==== Records shown

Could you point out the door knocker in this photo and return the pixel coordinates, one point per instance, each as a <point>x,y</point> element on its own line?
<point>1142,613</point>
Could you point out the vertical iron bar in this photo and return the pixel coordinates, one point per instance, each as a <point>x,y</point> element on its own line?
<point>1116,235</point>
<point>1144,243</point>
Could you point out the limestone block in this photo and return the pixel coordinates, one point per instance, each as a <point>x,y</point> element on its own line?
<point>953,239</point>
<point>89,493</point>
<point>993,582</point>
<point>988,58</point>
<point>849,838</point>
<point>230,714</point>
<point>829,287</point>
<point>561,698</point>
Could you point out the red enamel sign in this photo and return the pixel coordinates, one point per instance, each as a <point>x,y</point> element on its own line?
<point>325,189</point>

========
==== Records shown

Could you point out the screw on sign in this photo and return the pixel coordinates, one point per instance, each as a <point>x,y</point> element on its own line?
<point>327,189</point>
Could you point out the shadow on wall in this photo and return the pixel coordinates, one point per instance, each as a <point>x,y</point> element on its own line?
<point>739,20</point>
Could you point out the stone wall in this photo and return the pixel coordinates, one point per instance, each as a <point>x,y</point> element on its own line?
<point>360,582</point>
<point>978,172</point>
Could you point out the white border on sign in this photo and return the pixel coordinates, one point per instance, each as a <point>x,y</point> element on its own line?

========

Reproduce verbatim the part of the entries that opens with the line containing "Could you point out the door" and closes with the line containing "<point>1144,243</point>", including both of those lines.

» Exercise answer
Could you point out the door knocker in this photo and return the pixel coordinates, one point per instance, each as a <point>x,y</point> element on its own line?
<point>1142,613</point>
Could you point out the vertical iron bar in this photo and return the pixel coordinates, one point per instance, each as a <point>x,y</point> element on its own line?
<point>1116,235</point>
<point>1144,243</point>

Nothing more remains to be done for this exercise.